start Entries shown

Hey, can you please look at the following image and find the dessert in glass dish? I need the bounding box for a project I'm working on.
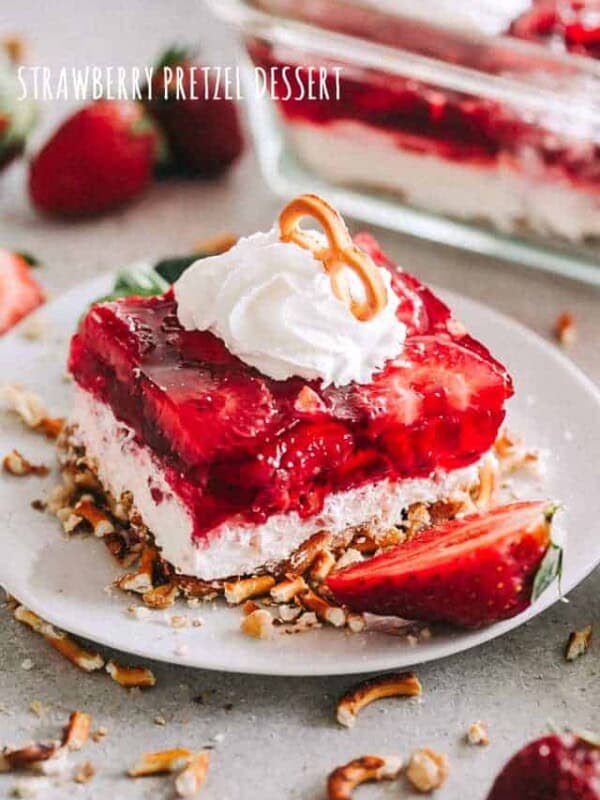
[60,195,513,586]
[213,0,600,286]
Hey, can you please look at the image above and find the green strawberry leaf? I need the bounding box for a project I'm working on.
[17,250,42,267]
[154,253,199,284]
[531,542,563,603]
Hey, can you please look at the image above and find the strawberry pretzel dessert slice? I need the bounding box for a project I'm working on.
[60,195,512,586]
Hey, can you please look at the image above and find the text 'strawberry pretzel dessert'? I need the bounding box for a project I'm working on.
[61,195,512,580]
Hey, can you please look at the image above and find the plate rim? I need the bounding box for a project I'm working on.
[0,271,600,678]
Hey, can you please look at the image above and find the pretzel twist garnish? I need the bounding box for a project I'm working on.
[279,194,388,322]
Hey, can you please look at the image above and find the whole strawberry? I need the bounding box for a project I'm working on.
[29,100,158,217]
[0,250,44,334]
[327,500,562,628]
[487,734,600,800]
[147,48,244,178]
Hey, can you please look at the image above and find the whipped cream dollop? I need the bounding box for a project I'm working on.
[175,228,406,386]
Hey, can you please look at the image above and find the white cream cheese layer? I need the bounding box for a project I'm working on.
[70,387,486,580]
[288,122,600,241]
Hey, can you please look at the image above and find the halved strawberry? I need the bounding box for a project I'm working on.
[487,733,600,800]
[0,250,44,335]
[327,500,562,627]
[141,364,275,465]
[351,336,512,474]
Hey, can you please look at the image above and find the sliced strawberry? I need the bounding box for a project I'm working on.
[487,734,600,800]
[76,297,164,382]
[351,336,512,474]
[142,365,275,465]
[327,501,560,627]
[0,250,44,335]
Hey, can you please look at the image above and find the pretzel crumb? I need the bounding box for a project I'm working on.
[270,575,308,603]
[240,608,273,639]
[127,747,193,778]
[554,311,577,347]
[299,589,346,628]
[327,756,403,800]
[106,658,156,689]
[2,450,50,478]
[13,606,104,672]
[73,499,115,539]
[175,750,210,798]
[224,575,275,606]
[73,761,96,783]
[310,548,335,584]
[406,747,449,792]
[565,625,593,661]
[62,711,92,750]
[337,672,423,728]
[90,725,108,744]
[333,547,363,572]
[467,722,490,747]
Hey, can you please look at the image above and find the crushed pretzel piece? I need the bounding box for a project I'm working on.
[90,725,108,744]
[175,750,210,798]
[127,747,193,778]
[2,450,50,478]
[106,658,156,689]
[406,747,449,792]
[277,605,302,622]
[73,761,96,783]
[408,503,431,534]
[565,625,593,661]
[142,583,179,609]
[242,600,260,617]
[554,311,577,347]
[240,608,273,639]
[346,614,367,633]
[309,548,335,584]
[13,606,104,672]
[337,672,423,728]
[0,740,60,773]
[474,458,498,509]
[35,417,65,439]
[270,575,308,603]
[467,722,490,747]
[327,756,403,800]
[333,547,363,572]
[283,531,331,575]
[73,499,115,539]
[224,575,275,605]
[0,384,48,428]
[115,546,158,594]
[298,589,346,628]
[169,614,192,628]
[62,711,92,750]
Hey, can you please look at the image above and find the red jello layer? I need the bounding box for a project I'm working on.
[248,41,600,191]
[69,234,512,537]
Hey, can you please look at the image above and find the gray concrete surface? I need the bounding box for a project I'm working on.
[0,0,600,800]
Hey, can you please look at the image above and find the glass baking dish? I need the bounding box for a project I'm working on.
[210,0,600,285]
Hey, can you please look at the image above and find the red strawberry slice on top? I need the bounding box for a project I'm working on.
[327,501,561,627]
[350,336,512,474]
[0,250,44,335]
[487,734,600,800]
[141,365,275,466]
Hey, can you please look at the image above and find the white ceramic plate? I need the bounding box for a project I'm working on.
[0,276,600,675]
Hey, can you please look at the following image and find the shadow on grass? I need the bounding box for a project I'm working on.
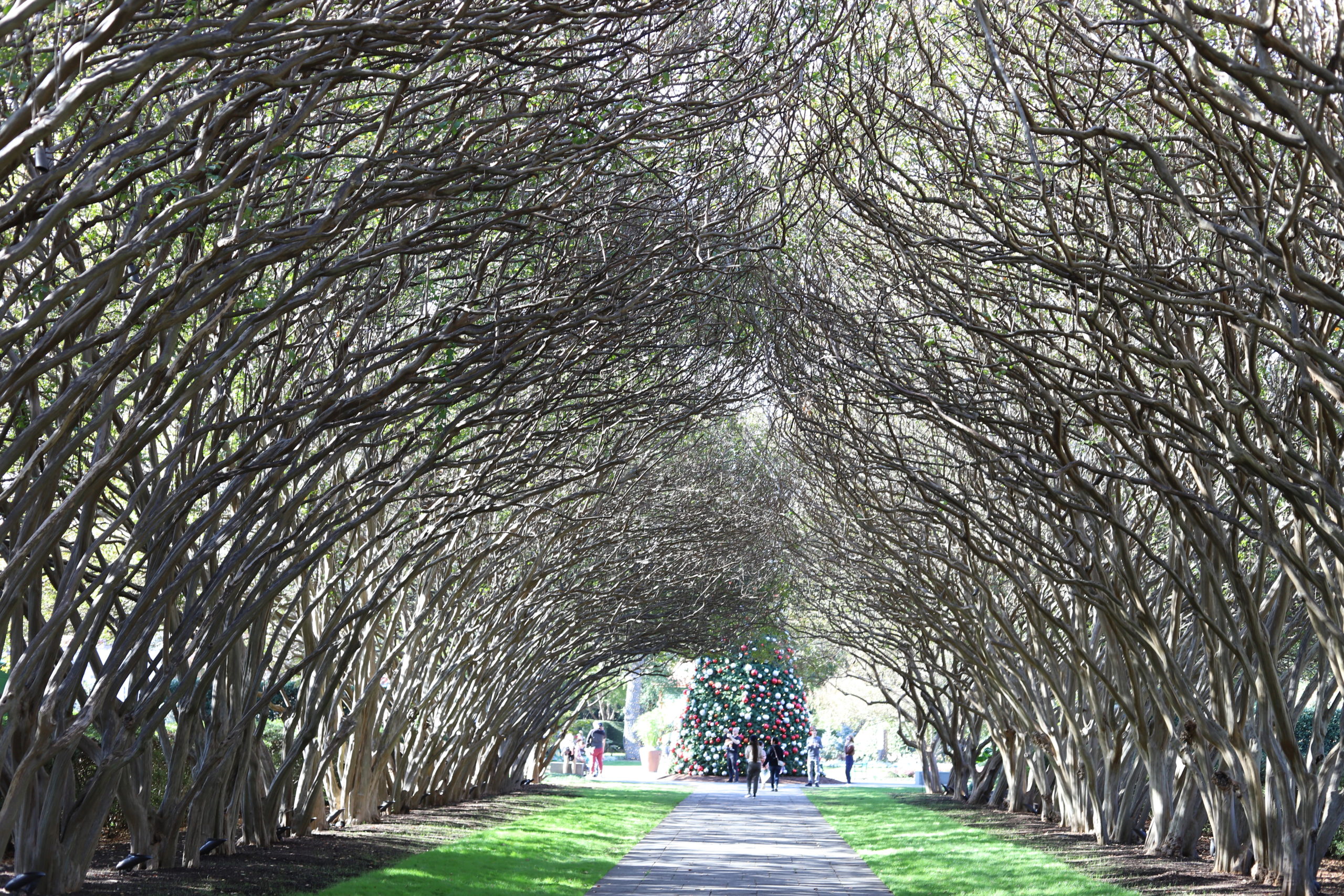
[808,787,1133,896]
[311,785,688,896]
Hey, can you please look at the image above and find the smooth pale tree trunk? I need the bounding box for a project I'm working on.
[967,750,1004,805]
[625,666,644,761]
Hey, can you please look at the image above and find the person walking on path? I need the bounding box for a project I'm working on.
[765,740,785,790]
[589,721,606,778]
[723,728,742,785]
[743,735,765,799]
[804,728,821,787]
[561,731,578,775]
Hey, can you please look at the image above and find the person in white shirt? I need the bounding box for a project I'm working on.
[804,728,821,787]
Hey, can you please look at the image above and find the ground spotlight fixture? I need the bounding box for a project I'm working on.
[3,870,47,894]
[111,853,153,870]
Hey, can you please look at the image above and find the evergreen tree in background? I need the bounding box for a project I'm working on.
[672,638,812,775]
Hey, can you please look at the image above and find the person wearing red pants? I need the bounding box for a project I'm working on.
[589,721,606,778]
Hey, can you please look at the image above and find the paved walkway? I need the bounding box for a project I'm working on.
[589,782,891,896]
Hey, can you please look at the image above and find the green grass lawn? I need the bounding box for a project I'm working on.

end Entries shown

Copy all of the entries verbatim, leaving out any pictures they contain.

Completed exercise:
Hey, can you please look at the following image and find the dessert in glass dish? I need the bounding box for a project I'm working on.
[60,195,513,586]
[213,0,600,286]
Hey, can you please look at the image above and find the green strawberry leaf? I need the bounding box for a project I'm working on.
[17,250,42,267]
[154,253,199,284]
[531,542,563,603]
Hey, can you please look at the image above and find the strawberry pretzel dessert slice? I need the bounding box for a project I'm working on.
[60,195,512,586]
Hey, can you please look at the image above and find the text 'strawberry pretzel dessert'? I need the bounding box for a project I'm working on.
[61,195,512,580]
Hey, can you please look at the image above and find the plate rim? I need the bounding box for a project I'm working on.
[0,271,600,678]
Hey, can you please look at the image above and find the pretzel twist garnish? I need the bounding box for a project I'm working on.
[279,194,388,322]
Hey, can you please look at the image above and find the whole strawberry? I need the bounding box for a project I'm working on.
[29,100,158,217]
[0,250,44,334]
[327,500,562,628]
[487,734,600,800]
[147,48,244,178]
Hey, can you please look at the image above and find the whipped cream dollop? I need the bounding box for a project I'm working on.
[175,228,406,386]
Hey, can you please look at the image above and find the white cream cheese layer? I need the bounding box for a project I'm working on.
[70,387,486,580]
[288,122,600,241]
Hey, can you please look at the image above and find the halved strawberry? I need the bounding box for a project I'm working on.
[487,733,600,800]
[0,250,44,335]
[327,500,562,627]
[141,364,275,465]
[351,336,512,474]
Hey, can you please look at the image above and find the sliced strawberry? I need the bounding box for a project I'm working on.
[487,734,600,800]
[76,297,164,382]
[351,336,512,474]
[142,365,275,465]
[327,501,560,627]
[0,250,44,335]
Hey, can you please look at the image above and find the pretzel crumb? I need the bounding box for a project I'm working on.
[270,575,308,603]
[240,608,273,639]
[127,747,193,778]
[554,311,577,347]
[299,589,346,628]
[327,756,403,800]
[106,658,156,689]
[2,450,50,478]
[13,606,104,672]
[73,499,115,539]
[175,750,210,798]
[224,575,275,606]
[73,761,96,783]
[310,548,335,584]
[406,747,449,792]
[565,625,593,661]
[62,711,92,750]
[337,672,423,728]
[90,725,108,744]
[333,547,363,572]
[467,722,490,747]
Hey, can you please look at the image above and find the crushed pretzel piece? I need the bounding box for a project I'm working on.
[90,725,108,744]
[175,750,210,798]
[127,747,193,778]
[2,450,50,478]
[106,658,156,689]
[406,747,449,792]
[277,605,302,622]
[73,761,96,783]
[408,503,431,534]
[565,625,593,661]
[142,583,179,609]
[242,600,260,617]
[554,311,577,347]
[240,608,273,639]
[346,614,367,633]
[309,548,335,584]
[13,606,104,672]
[337,672,423,728]
[0,740,60,773]
[474,458,498,509]
[35,417,65,439]
[270,575,308,603]
[467,722,490,747]
[327,756,403,800]
[333,547,363,572]
[283,531,331,575]
[73,499,115,539]
[224,575,275,605]
[0,384,48,428]
[115,546,158,594]
[298,589,346,628]
[169,614,192,628]
[62,711,92,750]
Hey, can you please look at the image above and find the red jello layer? I need the bounding box for a project I'm working on.
[248,41,600,191]
[69,234,512,537]
Hey, can you please look at the image above and find the gray concrete surface? I need the bounding box for a project I'm working on.
[0,0,600,800]
Hey, can you please look at the image above and find the glass baking dish? I need the bounding box for a project I'm working on.
[210,0,600,285]
Hey, can you please look at the image above and find the red strawberry slice on top? I need the bounding box for a project I'm working on.
[327,501,561,627]
[350,336,512,474]
[0,250,44,335]
[487,734,600,800]
[141,365,275,466]
Hey, can you please look at the image above and find the white ceramic plate? I need the bounding box for a project I'm working on.
[0,276,600,675]
Hey, can you please look at the following image and find the shadow on grass? I need the bounding box for a project I'm working on.
[808,787,1133,896]
[311,785,688,896]
Hey, can you please look at the image above and find the smooth pale tree trunk? I need the bounding box for a project I'm working on.
[967,750,1004,805]
[625,666,644,761]
Hey, can you please look at the image above and find the person walking on path? I need the bounding box for a project I'm working on.
[765,740,785,790]
[589,721,606,778]
[723,728,742,785]
[743,735,765,799]
[804,728,821,787]
[561,731,578,775]
Hey, can you please look at the image above and find the person in white shirt? I need the bounding box for a project I'm working on.
[804,728,821,787]
Hey, can you please look at the image above and find the ground spotlight fixture? I need the bounding box for a project I'm working on.
[3,870,47,894]
[111,853,153,870]
Hey, can you please look at the image above and find the evergreen tree in background? I need the bounding box for a project I'm working on.
[672,638,812,775]
Hey, can you please look at the image above and find the person wearing red pants? I need the bounding box for a project I'm working on.
[589,721,606,778]
Hey, can you please look at the image above and find the paved walkway? I need the bounding box for a project I'm working on.
[589,782,891,896]
Hey, can you please look at the image above and find the green grass lawn? I need the bounding box for a project I'm working on.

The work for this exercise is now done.